EXTRACTED TEXT:

========================================

In point of fact, your drive might fail the first year.  Or the first day.

And hard drive crashes aren’t the only, or even the most common, type of data loss.  A recent PC World story refers to a study saying that over 300,000 laptops are lost each year from major U.S. airports and not reclaimed.  What about power outages?  Applications that crash and corrupt the file that they were working with?  (Excel did this to me once).  Flood/fire/earthquake?  Or just plain stupidity?  (Delete is right next to Rename in the Windows Explorer context menu).

A Good Backup Plan

So we’re back to where we started.  You definitely need a backup plan.  And you need something better than the default plans listed above.

You need a backup plan that:

  • Runs automatically, without your having to remember to do something
  • Runs often enough to protect data that changes frequently
  • Copies things not just off-disk, or off-computer, but off-site
  • Allows restoring lost data in a reasonably straightforward manner
  • Secures your data, as well as backing it up (when appropriate)
  • Allows access to old data even after you’ve intentionally deleted it from your PC
  • Refreshes backed data regularly, or stores the data on media that will last a long time

The most important attribute of a good backup plan, by far, is that it is automated.  When I was in college, I used to do weekly backups of my entire PC to a stack of floppies, and then haul the floppies to my parents’ house when I’d visit on Sunday.  But when the last few weeks of the semester rolled around, I was typically so busy with papers and cramming that I didn’t have time to babysit a stack of floppies while doing backups.  So I’d skip doing them for a few weeks—at the same time that I was creating a lot of important new school-related data.

How often should your data get backed up?  The answer is–more frequently than the amount of time that you would not want to have to spend reproducing the data.  Reentering a day’s worth of data into Quicken isn’t too painful.  But reentering a full month’s worth probably is—so nightly backups make sense if you use Quicken every day.  On the other hand, when I’m working on some important document that I’ve spent hours editing, I typically back the file up several times an hour.  Losing 10-15 minutes’ worth of work is my pain point.

Off-site backups are important, but often overlooked.  The more destructive the type of data loss, the farther away from the original the backup should be, to keep it safe.  For an accidental fat-finger deletion, a copy in a different directory is sufficient.  Hard drive crash?  The file should be on a different drive.  PC hit by a voltage spike?  The file should be on a different machine.  Fire or flood?  You’d better have a copy at another location if you want to be able to restore it.  The exercise is this—imagine all the bad things that might happen to your data and then decide where to put the data to keep it safe.  If you live in San Francisco and you’re planning for the Big One of ’09, then don’t just store your backups at a buddy’s house down the street.  Send the data to a family member in Chicago.

========================================

(Records from an annotation dataset)
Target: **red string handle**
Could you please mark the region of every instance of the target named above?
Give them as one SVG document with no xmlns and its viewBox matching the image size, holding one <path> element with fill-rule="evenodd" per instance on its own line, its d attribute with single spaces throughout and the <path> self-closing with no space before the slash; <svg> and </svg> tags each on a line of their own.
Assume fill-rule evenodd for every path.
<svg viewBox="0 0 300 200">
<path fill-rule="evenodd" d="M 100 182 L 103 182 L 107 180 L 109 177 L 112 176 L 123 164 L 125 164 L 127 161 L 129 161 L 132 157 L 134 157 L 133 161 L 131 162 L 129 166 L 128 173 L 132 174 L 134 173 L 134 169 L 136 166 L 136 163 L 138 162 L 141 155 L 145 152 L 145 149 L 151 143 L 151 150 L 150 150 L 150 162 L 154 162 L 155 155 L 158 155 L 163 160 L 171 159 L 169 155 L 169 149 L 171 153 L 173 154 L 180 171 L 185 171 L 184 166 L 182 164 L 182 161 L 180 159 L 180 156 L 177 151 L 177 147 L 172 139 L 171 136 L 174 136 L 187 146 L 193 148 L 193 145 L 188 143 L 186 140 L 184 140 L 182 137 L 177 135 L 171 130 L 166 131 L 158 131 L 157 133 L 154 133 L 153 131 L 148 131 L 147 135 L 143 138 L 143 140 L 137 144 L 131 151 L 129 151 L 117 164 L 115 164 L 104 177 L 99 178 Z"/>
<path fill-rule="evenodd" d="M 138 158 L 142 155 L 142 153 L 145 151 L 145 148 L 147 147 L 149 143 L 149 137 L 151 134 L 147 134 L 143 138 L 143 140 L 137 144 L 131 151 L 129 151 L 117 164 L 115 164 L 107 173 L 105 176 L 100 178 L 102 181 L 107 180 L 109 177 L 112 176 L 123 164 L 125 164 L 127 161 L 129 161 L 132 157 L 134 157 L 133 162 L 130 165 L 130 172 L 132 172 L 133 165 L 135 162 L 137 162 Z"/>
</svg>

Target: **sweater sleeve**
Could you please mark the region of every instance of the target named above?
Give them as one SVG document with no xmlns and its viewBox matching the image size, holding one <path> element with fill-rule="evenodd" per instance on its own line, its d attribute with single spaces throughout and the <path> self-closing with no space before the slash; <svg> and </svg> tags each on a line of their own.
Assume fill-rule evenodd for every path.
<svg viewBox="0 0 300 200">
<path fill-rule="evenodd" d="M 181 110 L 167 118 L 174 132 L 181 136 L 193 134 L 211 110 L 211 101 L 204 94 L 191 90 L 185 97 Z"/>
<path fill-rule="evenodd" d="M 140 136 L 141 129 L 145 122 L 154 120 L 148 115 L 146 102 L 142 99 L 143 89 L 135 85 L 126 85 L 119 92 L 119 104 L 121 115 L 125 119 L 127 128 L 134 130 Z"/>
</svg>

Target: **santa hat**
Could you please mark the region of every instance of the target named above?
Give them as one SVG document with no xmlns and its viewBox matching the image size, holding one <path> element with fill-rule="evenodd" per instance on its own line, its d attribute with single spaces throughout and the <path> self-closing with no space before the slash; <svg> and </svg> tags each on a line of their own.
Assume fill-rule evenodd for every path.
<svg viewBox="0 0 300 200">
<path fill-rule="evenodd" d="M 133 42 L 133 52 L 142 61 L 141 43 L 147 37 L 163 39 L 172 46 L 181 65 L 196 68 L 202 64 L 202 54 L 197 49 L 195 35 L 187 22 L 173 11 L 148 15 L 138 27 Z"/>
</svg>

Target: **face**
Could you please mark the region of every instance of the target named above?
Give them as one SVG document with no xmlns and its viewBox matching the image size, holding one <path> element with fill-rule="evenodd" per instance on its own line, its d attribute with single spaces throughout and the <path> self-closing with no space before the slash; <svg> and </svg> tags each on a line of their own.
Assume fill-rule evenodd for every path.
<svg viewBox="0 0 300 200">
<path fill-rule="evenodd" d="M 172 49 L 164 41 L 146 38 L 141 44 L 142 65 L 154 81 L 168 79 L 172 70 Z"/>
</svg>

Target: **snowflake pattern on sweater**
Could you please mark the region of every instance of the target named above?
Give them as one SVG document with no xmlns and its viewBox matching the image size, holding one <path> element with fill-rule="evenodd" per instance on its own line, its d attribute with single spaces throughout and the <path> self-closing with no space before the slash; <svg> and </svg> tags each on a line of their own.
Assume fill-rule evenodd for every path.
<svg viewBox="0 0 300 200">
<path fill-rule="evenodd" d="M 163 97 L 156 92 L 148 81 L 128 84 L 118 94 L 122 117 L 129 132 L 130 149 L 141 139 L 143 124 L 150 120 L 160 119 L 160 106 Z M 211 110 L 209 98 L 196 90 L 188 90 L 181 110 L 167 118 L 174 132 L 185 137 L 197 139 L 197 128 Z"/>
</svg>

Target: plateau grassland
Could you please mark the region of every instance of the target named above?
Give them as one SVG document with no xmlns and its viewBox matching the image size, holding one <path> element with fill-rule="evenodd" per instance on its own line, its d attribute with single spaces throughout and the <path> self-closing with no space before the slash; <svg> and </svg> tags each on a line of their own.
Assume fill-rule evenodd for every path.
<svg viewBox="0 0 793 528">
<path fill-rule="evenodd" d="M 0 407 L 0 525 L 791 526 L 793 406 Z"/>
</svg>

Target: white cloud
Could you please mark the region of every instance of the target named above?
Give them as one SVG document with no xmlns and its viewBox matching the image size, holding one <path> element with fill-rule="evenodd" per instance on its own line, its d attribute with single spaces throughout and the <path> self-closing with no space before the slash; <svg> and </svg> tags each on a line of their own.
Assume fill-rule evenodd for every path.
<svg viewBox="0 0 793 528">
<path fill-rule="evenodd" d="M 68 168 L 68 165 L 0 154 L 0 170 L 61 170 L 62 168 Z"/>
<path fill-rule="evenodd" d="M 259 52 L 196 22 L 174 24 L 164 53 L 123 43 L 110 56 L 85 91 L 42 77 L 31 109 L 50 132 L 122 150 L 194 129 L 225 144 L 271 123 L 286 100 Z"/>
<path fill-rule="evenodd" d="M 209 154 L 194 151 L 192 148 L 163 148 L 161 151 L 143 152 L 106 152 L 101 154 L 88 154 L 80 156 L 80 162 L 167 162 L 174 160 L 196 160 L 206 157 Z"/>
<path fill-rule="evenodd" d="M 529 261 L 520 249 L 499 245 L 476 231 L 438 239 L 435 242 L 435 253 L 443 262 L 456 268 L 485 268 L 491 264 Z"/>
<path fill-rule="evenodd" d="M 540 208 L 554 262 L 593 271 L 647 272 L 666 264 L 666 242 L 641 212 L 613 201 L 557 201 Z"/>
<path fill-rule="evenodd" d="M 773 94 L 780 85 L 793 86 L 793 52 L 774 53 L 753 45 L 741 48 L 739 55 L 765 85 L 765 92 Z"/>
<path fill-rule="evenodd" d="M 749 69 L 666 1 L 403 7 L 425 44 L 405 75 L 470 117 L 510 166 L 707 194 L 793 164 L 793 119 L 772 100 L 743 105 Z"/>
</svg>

========================================

WHAT TO DO:
[1] Translate this sentence from the article on backup plans into Spanish: "The most important attribute of a good backup plan, by far, is that it is automated."
[2] According to the article on backup plans, how many laptops are lost each year from major U.S. airports and not reclaimed?
[3] Continue the article on backup plans from its final sentence.

RESULTS:
[1] El atributo más importante de un buen plan de copias de seguridad, con mucha diferencia, es que esté automatizado.

[2] Over 300,000 laptops.

[3]
If you do lose data, you ought to be able to quickly: a) find the data that you lost and b) get that data back again.  If you do full backups once a year to some arcane tape format and then do daily incremental backups, also to tape, how long will it take you to find and restore a clean copy of a single corrupted file?  How long will it take you to completely restore an entire drive that went bad?  Pay attention to the format of your backups and the processes and tools needed to get at your archives.  It should be very easy to find and restore something when you need it.

How concerned are you with the idea of someone else gaining access to your data?  When it comes to privacy, all data is not created equal.  You likely wouldn’t care much if someone got a hold of your Mario Kart high scores.  (In fact, some of you are apparently geeky enough to have already published them).  On the other hand, you wouldn’t be too happy if someone got a copy of that text file where you store your credit card numbers and bank passwords.  No matter how much you trust the tool vendor or service that you’re using for backups, you ought to encrypt any data that you wouldn’t want handed out at a local biker bar.  Actually, this data should already be encrypted on your PC anyway—no matter how physically secure you think your PC is.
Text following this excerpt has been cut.